INSTRUCTION: Turn the items, from the first line up to and including the line with "column 378, row 324", into a Markdown table with two columns, Number and Entry. Give each line its own numbered row and leave out blank lines.

WORKING DATA:
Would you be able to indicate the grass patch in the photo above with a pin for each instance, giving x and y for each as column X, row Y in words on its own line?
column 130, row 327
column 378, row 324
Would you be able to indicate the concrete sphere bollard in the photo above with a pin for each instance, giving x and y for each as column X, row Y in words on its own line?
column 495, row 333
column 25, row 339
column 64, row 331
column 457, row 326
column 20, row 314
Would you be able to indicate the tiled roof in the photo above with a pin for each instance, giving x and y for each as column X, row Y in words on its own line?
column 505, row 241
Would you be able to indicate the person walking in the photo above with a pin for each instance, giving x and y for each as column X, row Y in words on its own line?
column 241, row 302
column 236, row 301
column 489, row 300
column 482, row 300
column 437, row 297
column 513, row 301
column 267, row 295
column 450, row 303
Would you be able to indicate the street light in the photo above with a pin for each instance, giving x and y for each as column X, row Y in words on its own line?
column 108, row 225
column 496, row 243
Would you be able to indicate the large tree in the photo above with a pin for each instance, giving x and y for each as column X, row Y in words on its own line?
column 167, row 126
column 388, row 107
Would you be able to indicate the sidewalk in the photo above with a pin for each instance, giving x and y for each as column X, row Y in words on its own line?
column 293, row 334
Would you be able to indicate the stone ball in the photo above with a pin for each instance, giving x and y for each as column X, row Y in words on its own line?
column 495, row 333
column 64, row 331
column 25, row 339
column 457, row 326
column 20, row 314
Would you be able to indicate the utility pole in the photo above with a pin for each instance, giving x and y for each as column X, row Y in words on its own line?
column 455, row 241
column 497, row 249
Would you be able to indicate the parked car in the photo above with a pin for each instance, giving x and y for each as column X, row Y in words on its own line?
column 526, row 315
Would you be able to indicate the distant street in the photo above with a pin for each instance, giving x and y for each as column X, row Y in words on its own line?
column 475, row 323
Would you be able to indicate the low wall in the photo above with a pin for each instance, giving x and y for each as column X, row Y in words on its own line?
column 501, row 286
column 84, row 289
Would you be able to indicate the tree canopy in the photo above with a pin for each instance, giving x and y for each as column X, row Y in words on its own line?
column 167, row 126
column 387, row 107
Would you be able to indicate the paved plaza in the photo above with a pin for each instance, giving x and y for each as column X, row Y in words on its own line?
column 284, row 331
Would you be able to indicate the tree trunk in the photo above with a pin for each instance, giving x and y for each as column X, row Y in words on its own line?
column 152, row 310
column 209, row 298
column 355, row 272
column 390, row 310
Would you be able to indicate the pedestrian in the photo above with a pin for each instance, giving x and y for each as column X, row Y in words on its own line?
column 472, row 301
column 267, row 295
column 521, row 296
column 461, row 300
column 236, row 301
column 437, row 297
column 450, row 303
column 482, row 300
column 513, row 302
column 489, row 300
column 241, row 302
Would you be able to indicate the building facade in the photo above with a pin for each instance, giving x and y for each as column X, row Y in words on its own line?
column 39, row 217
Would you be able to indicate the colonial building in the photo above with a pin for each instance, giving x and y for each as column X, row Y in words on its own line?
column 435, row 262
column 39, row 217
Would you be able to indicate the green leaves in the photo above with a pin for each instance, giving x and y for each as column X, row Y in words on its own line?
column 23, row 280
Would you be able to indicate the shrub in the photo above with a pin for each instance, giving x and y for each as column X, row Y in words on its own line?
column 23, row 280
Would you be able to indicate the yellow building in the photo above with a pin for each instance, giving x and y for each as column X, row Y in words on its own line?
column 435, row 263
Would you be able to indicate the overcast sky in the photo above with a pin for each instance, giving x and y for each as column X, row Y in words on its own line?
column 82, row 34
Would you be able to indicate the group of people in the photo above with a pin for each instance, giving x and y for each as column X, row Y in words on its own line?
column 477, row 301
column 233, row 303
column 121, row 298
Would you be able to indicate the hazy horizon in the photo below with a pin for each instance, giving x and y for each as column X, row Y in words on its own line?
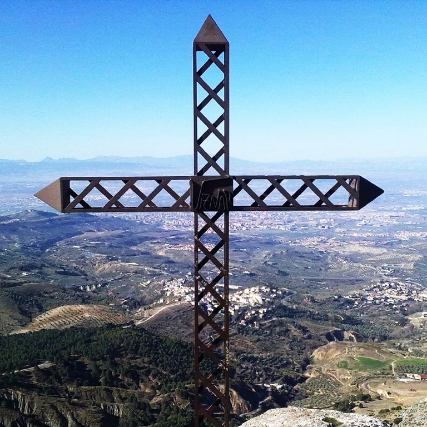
column 308, row 80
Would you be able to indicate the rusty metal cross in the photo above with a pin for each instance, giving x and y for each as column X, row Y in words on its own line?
column 211, row 197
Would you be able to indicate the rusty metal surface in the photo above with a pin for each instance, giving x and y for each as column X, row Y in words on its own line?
column 178, row 193
column 211, row 229
column 211, row 197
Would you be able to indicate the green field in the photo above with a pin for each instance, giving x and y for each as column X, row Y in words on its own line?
column 367, row 363
column 414, row 366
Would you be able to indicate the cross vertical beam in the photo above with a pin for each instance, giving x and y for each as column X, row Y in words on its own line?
column 211, row 229
column 211, row 198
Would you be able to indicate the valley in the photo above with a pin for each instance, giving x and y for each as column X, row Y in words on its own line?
column 327, row 311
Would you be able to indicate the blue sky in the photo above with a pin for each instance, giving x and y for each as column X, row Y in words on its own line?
column 309, row 79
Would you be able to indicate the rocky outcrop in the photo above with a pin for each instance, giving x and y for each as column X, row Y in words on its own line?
column 414, row 416
column 302, row 417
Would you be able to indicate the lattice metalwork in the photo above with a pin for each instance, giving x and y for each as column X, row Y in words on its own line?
column 177, row 194
column 211, row 198
column 211, row 230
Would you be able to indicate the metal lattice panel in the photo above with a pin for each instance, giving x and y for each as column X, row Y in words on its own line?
column 247, row 193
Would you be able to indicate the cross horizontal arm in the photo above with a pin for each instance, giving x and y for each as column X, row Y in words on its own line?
column 209, row 193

SOLUTION:
| Number | Entry |
|---|---|
| 1 | Would you be able to indicate the grass patch in the photo above with a pin for each instance, giving x and y for each as column X, row Y in words on its own line? |
| 2 | column 130, row 327 |
| 3 | column 378, row 324 |